>>

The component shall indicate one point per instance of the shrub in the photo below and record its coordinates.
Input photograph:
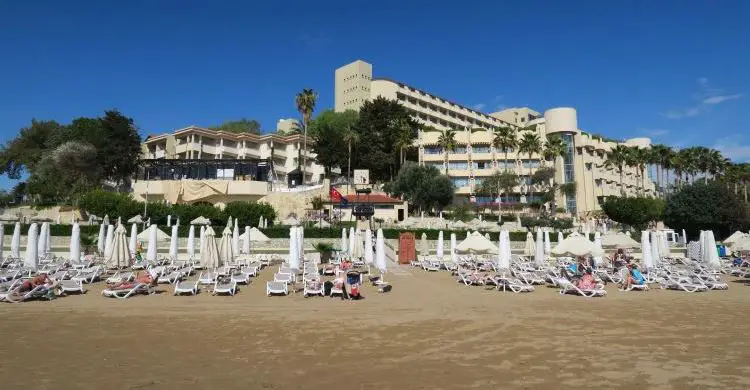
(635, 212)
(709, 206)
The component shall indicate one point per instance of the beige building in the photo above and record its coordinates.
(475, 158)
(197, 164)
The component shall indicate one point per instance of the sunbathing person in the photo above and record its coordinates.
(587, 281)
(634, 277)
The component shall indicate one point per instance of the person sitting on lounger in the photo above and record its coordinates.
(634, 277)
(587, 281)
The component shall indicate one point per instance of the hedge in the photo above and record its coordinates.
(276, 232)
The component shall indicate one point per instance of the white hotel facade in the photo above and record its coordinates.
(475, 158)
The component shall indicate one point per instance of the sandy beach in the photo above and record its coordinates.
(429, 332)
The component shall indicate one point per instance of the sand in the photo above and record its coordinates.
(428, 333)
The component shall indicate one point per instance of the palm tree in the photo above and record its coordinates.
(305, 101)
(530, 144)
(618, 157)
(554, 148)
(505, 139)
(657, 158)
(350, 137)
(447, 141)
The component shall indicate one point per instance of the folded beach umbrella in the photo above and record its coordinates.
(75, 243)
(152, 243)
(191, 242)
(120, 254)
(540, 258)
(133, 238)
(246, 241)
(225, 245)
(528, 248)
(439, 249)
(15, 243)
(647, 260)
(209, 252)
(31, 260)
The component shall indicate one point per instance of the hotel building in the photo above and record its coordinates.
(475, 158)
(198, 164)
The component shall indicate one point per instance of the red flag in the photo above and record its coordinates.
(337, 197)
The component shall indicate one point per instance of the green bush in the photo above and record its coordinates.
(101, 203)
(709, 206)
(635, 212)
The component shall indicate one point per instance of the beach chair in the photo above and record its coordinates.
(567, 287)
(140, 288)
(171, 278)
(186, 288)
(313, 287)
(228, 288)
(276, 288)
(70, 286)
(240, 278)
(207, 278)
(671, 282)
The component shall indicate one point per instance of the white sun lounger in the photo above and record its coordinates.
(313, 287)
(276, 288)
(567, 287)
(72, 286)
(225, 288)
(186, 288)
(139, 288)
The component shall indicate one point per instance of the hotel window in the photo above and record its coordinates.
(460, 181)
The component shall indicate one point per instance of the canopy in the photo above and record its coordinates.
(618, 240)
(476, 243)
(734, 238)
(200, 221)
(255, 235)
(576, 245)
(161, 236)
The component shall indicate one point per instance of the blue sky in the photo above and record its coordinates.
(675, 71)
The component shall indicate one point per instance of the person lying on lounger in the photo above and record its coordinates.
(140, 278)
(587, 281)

<<
>>

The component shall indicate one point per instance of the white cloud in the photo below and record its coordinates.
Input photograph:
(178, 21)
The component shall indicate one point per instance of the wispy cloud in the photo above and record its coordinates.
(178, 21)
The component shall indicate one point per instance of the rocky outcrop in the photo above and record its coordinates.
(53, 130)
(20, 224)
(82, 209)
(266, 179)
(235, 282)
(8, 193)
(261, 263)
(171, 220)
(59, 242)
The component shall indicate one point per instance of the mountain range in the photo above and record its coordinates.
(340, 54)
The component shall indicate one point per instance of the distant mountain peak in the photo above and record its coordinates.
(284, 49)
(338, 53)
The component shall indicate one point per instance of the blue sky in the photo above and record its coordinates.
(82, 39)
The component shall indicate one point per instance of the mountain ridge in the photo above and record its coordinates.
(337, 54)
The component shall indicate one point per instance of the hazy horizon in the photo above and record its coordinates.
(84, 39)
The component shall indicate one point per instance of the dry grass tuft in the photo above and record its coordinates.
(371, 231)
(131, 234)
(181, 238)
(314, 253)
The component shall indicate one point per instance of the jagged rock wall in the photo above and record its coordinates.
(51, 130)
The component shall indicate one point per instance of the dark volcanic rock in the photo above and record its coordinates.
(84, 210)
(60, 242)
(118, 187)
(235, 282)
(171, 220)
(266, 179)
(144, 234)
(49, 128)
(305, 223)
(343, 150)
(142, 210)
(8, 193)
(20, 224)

<<

**INSTRUÇÕES DA TAREFA**
Separe todas as linhas acima que contêm a palavra "white" e copie cada uma delas. Leve em conta a diferença entre maiúsculas e minúsculas.

**RESULTADO CORRETO**
The component shall indicate one point per instance of the white hotel facade in the photo above and record its coordinates.
The component shall indicate one point per instance of the white sun lounger in the photo above and record its coordinates.
The component shall indicate one point per instance of the white cloud in the photo below and record its coordinates.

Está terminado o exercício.